[Document segment Boundary: Start]

You may hear about DNA in the news or in conversations. But what is DNA, really?

In the biological and psychological sciences, there’s an ongoing debate. This debate centers around the idea of “nature versus nurture.” In other words, what impacts someone’s development more? Their genetics or the environment they grew up in?

Research that emphasizes the impact of genetics highlights how certain characteristics track in families. For example, tall people tend to have tall children.

Research that emphasizes the impact of environment highlights how twins with different upbringings can have very different health outcomes. For example, one twin may develop addictions while the other does not.

The question of “nature versus nurture” tends to lead to a singular answer: In most cases, it’s both.

But every now and then, there are wildcards. Outliers that don’t make a whole lot of sense. These children differ substantially from their parents. For example, a family with a history of low body fat may have a child with obesity. Or a family of tall people has a short child.

Now you might think: Well clearly the environment is at play. And sometimes this is the case. Maybe the child got bad nutrition, or has bad behaviors. But sometimes there’s no clear underlying cause.

What’s happening here?


It turns out that the reason a child is different might have nothing to do with their genetics or their environment. It might have everything to do with their parent’s environment.

Our bodies are capable of adapting to a lot of different circumstances. We don’t need to evolve new mutations to adapt to a different environment. Genes can turn on or off, depending on our needs. If you’re starving, all sorts of genes will turn on to keep you alive. Other genes will turn off. But it takes time for genes to switch back to their original states. In some cases, it can take years or decades to revert to normal.

[Document segment Boundary: End]
[Supplied material Boundary: Start]

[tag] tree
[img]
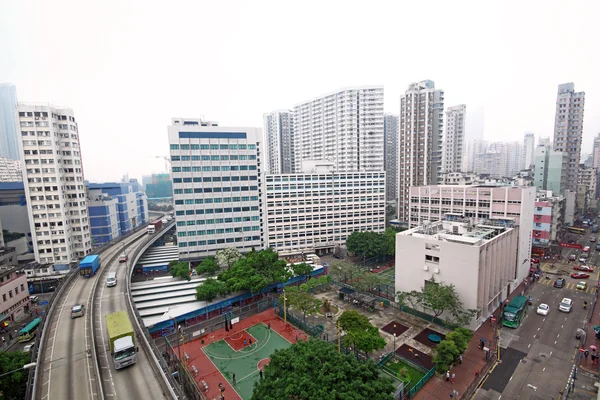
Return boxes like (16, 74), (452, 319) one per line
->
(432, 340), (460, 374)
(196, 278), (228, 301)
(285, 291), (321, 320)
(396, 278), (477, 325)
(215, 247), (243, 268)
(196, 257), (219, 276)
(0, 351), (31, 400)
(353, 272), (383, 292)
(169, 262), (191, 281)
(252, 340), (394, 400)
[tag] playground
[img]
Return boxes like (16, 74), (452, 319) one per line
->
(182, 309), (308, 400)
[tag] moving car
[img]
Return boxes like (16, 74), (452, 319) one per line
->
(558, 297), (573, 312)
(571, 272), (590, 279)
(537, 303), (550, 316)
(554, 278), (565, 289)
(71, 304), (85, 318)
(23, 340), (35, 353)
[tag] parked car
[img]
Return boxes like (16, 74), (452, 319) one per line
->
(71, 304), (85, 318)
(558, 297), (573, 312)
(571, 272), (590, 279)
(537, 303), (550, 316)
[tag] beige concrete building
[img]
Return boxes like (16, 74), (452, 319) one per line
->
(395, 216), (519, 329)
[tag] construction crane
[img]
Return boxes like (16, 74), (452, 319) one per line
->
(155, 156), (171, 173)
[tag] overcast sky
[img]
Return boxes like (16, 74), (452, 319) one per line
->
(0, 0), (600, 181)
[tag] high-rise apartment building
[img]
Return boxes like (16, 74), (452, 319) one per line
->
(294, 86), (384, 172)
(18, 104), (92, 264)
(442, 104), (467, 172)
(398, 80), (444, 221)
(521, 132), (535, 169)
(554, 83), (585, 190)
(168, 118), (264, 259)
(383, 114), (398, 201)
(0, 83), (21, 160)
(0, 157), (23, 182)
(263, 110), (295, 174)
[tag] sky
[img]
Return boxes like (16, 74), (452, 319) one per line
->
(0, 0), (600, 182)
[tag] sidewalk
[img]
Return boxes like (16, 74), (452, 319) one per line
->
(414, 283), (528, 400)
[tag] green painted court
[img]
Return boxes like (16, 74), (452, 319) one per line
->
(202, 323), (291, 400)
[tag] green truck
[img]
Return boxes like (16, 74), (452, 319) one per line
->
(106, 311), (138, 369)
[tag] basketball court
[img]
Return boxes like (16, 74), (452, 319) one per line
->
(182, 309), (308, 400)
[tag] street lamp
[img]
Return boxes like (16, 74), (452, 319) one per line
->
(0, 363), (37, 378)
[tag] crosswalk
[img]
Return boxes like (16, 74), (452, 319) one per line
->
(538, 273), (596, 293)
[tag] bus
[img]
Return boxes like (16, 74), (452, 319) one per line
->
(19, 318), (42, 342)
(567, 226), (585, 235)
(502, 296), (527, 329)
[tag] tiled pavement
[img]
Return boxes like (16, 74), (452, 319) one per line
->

[Supplied material Boundary: End]
[Supplied material Boundary: Start]

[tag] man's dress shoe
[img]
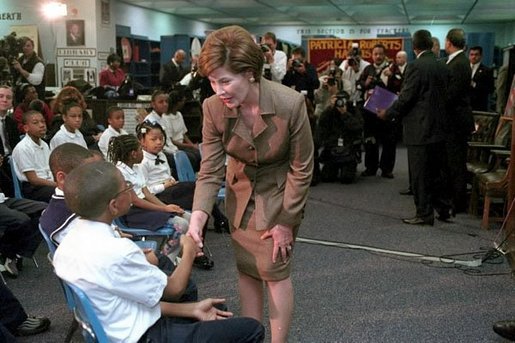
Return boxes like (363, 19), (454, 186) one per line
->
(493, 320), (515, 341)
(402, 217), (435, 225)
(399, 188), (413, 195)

[Supplied material Boundary: End]
[Supplied material Boundary: Start]

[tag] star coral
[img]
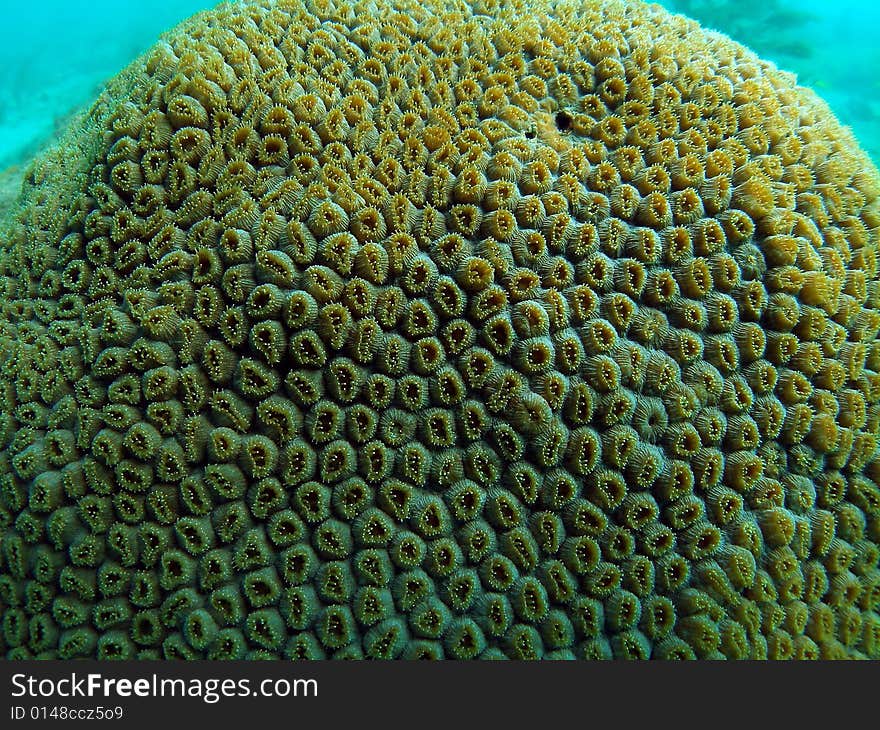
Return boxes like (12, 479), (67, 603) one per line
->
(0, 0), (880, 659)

[Supplied material Boundary: End]

#### Required actions:
[a] Decide whether each statement agrees with the nature-versus-nurture passage. Answer yes or no for each, quoting the words that decide it: (i) Tall people tend to have tall children. (ii) Adapting to a different environment requires evolving new mutations. (iii) Genes return to their original states right away.
[b] Retype the portion of the nature-versus-nurture passage starting at "What’s happening here?" and ending at "revert to normal.".
The listing comes from a different source than the nature-versus-nurture passage.

#### Answers to this exercise:
[a]
(i) Yes: "tall people tend to have tall children."
(ii) No: "We don’t need to evolve new mutations to adapt to a different environment."
(iii) No: "But it takes time for genes to switch back to their original states."

[b]
What’s happening here?


It turns out that the reason a child is different might have nothing to do with their genetics or their environment. It might have everything to do with their parent’s environment.

Our bodies are capable of adapting to a lot of different circumstances. We don’t need to evolve new mutations to adapt to a different environment. Genes can turn on or off, depending on our needs. If you’re starving, all sorts of genes will turn on to keep you alive. Other genes will turn off. But it takes time for genes to switch back to their original states. In some cases, it can take years or decades to revert to normal.